SELECTED EXCERPT:
----------
This book covers all sorts of pets, not just dogs and cats. Birds, rabbits, rodents, and even snakes and hermit crabs are all included. The authors also bring up and answer some compelling questions, such as why do cats lie on magazines, newspapers or books and do they have a preference? Why do dogs circle around before they lie down? Why do cats like to get into paper bags (or in our case, the cloth bags we use instead of paper bags)? Each question is followed by a list of materials to gather to perform the experiment and then instructions on how to perform it. Once the experiment is finished, the authors then answer the question in depth.

Gunther and Newcomb might have separated the answers to the experimental questions into another section, for a couple of reasons. First, I have found that if the answer is readily available, the child is less likely to perform the activity. Second, if the child sees the expected answer, then they try to match it, regardless of their actual results. Finally, when people find out an answer for themselves, then they tend to remember it longer. That is not to say that the authors shouldn’t have given the answers, because the answers are highly informative.

I think the authors have done a good job in choosing activities that will engage children, but will also be safe and enjoyable for their pets. Many of the activities have potential to be developed further into science fair projects. I don’t usually pay much attention to the glossary, but theirs is extensive, obviously the product of their collaboration with a veterinarian. It covers from pages 76-80. Did you know that the chemical that is attractive to cats in catnip is nepetalactone? That is an example of the type of information that can be found in the glossary.

Overall, I would way this book would appeal to children who are interested in their pets, in science and/or who enjoy hands-on learning activities. Children who have expressed an interest in becoming a veterinarian might also find it useful. The book even suggests that if the child doesn’t have a pet, he or she can still do the activities with a friend’s pet, with the class pet or by observing animals at the zoo. With all those options, a lot of fun and learning are sure to ensue.
----------
STORED DATA:
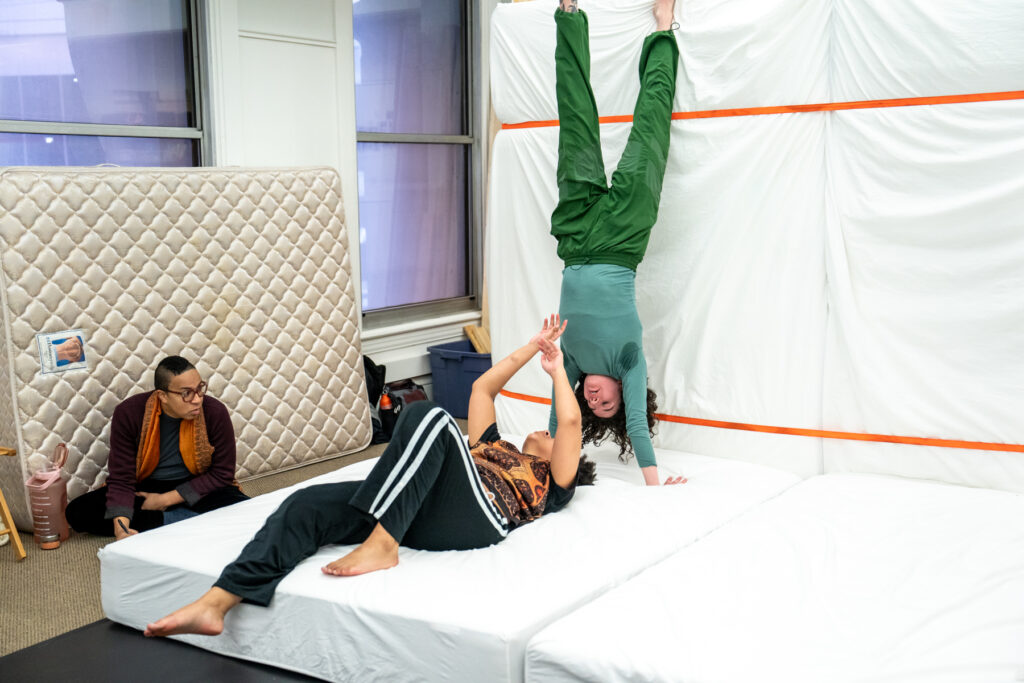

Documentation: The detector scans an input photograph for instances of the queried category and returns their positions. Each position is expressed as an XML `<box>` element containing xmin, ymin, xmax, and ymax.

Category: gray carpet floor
----------
Copy the passage of the pet book review above word for word, starting at "This book covers" and ending at "question in depth.".

This book covers all sorts of pets, not just dogs and cats. Birds, rabbits, rodents, and even snakes and hermit crabs are all included. The authors also bring up and answer some compelling questions, such as why do cats lie on magazines, newspapers or books and do they have a preference? Why do dogs circle around before they lie down? Why do cats like to get into paper bags (or in our case, the cloth bags we use instead of paper bags)? Each question is followed by a list of materials to gather to perform the experiment and then instructions on how to perform it. Once the experiment is finished, the authors then answer the question in depth.